→ SHORT TASK
Format the data below as a Markdown table with two columns, Row for the line number and Text for the line, and skip blank lines. Leave the pictures out of the answer.
........
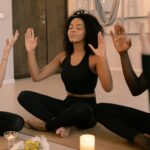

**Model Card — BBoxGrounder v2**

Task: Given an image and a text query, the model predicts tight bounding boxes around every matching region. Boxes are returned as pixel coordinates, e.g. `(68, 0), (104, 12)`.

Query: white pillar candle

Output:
(80, 134), (95, 150)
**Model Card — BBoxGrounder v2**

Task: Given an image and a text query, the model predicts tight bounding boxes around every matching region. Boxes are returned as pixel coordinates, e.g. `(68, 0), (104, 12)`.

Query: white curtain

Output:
(76, 0), (120, 26)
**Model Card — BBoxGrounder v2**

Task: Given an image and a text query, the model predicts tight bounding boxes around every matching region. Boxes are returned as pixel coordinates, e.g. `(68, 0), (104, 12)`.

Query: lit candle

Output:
(4, 131), (17, 149)
(80, 134), (95, 150)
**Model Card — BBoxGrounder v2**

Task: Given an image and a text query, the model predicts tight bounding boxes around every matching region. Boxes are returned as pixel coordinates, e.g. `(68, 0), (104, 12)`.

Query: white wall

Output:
(0, 0), (14, 82)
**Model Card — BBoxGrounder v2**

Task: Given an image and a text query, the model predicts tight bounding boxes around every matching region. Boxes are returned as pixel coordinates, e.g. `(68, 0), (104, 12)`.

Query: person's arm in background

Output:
(140, 13), (150, 91)
(0, 31), (19, 88)
(110, 24), (147, 96)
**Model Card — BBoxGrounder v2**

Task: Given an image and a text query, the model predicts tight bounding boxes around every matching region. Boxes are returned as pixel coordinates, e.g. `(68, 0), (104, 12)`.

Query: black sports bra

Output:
(61, 55), (97, 95)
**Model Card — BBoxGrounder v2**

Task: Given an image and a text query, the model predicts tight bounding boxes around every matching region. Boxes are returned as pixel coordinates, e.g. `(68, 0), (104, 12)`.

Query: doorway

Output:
(12, 0), (68, 79)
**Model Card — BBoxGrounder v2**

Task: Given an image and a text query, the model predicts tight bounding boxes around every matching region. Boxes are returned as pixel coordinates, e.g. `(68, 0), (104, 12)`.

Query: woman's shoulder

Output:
(56, 51), (66, 63)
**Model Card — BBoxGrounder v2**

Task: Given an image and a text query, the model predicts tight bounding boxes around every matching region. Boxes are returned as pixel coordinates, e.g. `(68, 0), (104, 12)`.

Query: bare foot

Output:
(25, 118), (46, 131)
(56, 127), (71, 138)
(144, 134), (150, 138)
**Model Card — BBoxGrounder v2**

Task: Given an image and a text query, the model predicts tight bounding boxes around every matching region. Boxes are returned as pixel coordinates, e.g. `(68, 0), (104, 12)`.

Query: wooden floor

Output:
(0, 125), (141, 150)
(0, 125), (141, 150)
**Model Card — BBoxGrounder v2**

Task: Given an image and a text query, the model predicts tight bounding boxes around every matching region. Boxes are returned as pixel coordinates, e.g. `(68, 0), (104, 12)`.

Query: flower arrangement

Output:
(11, 136), (49, 150)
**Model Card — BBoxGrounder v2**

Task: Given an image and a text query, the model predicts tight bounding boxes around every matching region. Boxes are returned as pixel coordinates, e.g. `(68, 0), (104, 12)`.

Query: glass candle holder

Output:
(4, 131), (18, 149)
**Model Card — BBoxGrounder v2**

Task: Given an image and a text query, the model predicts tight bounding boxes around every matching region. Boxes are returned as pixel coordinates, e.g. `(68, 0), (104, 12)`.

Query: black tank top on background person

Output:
(61, 55), (97, 95)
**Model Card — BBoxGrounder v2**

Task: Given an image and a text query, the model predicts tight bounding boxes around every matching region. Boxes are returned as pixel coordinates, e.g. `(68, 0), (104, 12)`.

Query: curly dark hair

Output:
(64, 10), (104, 55)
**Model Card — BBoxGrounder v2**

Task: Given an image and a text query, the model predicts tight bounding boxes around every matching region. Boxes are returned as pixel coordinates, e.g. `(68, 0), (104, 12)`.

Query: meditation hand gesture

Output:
(88, 32), (106, 58)
(110, 24), (131, 53)
(25, 28), (37, 52)
(4, 30), (19, 53)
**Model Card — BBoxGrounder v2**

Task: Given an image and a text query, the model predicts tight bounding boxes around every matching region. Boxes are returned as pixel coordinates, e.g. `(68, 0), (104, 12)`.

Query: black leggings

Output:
(18, 91), (96, 130)
(94, 103), (150, 142)
(0, 111), (24, 135)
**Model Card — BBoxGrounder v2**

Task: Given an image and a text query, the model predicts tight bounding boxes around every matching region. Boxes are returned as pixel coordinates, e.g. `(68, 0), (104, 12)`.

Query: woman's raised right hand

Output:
(25, 28), (37, 52)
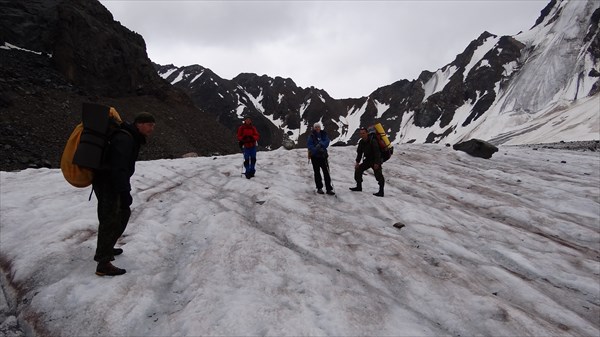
........
→ EXERCISE OUTPUT
| Row | Text |
|---|---|
| 1 | **Model Card — BBoxGrounder v2** |
| 2 | Task: Given an image and a text query, the model predicts tight bounding boxes around every matching region. Boxes are returned as pixel coordinates, e.g. `(68, 0), (104, 12)`. |
| 3 | Query: white pillar candle |
| 4 | Output: |
| 5 | (80, 134), (95, 150) |
| 6 | **Model Card — BBoxGrounder v2** |
| 7 | Task: Given an image and a text query, the model predicts tight bounding boxes around every matching region. Boxes are returned as pixel coordinates, e.g. `(68, 0), (104, 12)`. |
| 8 | Query: white curtain |
| 9 | Output: |
| 10 | (76, 0), (120, 26) |
| 11 | **Model Card — BBoxGrounder v2** |
| 12 | Task: Given an image and a text query, the model predicts tight bounding boxes around every matching region. Boxes are returned as pixel coordinates, e.g. `(68, 0), (104, 12)`. |
| 13 | Query: lit candle |
| 14 | Output: |
| 15 | (4, 131), (17, 149) |
| 16 | (80, 134), (95, 150) |
| 17 | **Model Card — BBoxGrounder v2** |
| 18 | Task: Given an image and a text query, the model predicts tight bounding boxes around every matching region. Boxes are returned as pixel coordinates, e.g. `(68, 0), (104, 12)`. |
| 19 | Query: white wall |
| 20 | Output: |
| 21 | (0, 0), (14, 82) |
| 22 | **Model Card — BBoxGrounder v2** |
| 23 | Task: Given an image and a text query, the model predicts tight bounding boxes around every matching region. Boxes are returned as pixel coordinates, e.g. `(68, 0), (104, 12)`. |
| 24 | Query: person's arm in background |
| 25 | Output: |
| 26 | (140, 13), (150, 91) |
| 27 | (0, 31), (19, 88) |
| 28 | (110, 24), (147, 96) |
| 29 | **Model Card — BBoxGrounder v2** |
| 30 | Task: Given an image and a text query, the model predicts tight bounding boxes around every matching region. Boxes are returned as pixel coordinates, e.g. `(68, 0), (104, 12)`. |
| 31 | Query: black sports bra |
| 32 | Output: |
| 33 | (61, 55), (97, 95) |
| 34 | **Model Card — BBoxGrounder v2** |
| 35 | Task: Given an image and a text query, the model predicts tight bounding boxes around every matching region. Boxes are returned as pixel coordinates, e.g. `(68, 0), (104, 12)`. |
| 36 | Query: doorway |
| 37 | Output: |
| 38 | (12, 0), (68, 79) |
| 39 | **Model Card — BBoxGrounder v2** |
| 40 | Task: Given an image and a text query, the model predicts tight bounding boxes around every matching region. Boxes are returned as pixel coordinates, e.g. `(68, 0), (104, 12)`. |
| 41 | Query: woman's shoulder |
| 42 | Output: |
| 43 | (56, 51), (66, 63) |
| 44 | **Model Card — BBoxGrounder v2** |
| 45 | Task: Given an image and a text query, the model predicts tight bounding boxes around every matching region. Boxes are returned as pixel coordinates, e.g. `(68, 0), (104, 12)`. |
| 46 | Query: bare foot |
| 47 | Output: |
| 48 | (25, 118), (46, 131) |
| 49 | (56, 127), (71, 138) |
| 50 | (144, 134), (150, 138) |
| 51 | **Model Card — BBoxGrounder v2** |
| 52 | Task: Given an image and a text query, the model predicts tight bounding boxes around every matching region. Boxes are returned as pixel coordinates, e.g. `(68, 0), (104, 12)`. |
| 53 | Query: wooden floor |
| 54 | Output: |
| 55 | (0, 125), (141, 150) |
| 56 | (0, 125), (141, 150) |
| 57 | **Model Card — BBoxGrounder v2** |
| 58 | Task: Given an image and a text query, the model predicts tight bounding boxes around every matching region. Boxes are returned as pixel coordinates, e.g. `(68, 0), (104, 12)`. |
| 59 | Query: flower arrangement |
| 60 | Output: |
| 61 | (11, 136), (49, 150) |
| 62 | **Model Card — BBoxGrounder v2** |
| 63 | Task: Given an image and a text query, the model predicts tight bounding boxes around every matching region. Boxes are returned as pixel coordinates, e.g. `(68, 0), (104, 12)`. |
| 64 | Query: glass candle holder |
| 65 | Output: |
| 66 | (4, 131), (18, 149) |
| 67 | **Model Card — BBoxGrounder v2** |
| 68 | Task: Given an image and a text query, the model predicts tight bounding boxes around every matching region. Boxes are returned as pixel coordinates, e.g. `(68, 0), (104, 12)`. |
| 69 | Query: black tank top on background person |
| 70 | Output: |
| 71 | (61, 55), (97, 95) |
| 72 | **Model Card — BBoxGrounder v2** |
| 73 | Task: Given an image and a text query, the model predicts tight bounding boxes around every matching region. Boxes are returned as pixel coordinates, e.g. `(68, 0), (104, 12)`. |
| 74 | Query: curly dark hair |
| 75 | Output: |
| 76 | (64, 10), (104, 55) |
| 77 | **Model Card — BBoxGrounder v2** |
| 78 | Task: Given an image and a text query, the model predicts tight bounding boxes around every matching region. Boxes are returned as pixel coordinates, e.g. `(68, 0), (104, 12)`. |
| 79 | Query: meditation hand gesture |
| 80 | Output: |
| 81 | (88, 32), (106, 58) |
| 82 | (110, 24), (131, 53) |
| 83 | (25, 28), (37, 52) |
| 84 | (4, 30), (19, 53) |
| 85 | **Model Card — BBoxGrounder v2** |
| 86 | Task: Given an image and a text query, the model predicts tight bounding boxes around every matching region. Boxes are returned as pixel coordinates, e.g. `(68, 0), (104, 12)`. |
| 87 | Query: black leggings |
| 88 | Output: |
| 89 | (18, 91), (96, 130) |
| 90 | (94, 103), (150, 142) |
| 91 | (0, 111), (24, 135) |
| 92 | **Model Card — BBoxGrounder v2** |
| 93 | Task: Given an image and a text query, the model predicts tight bounding boxes around every matching region. Boxes are returned as pixel coordinates, e.g. `(68, 0), (104, 12)`. |
| 94 | Query: woman's raised right hand |
| 95 | Output: |
| 96 | (25, 28), (37, 52) |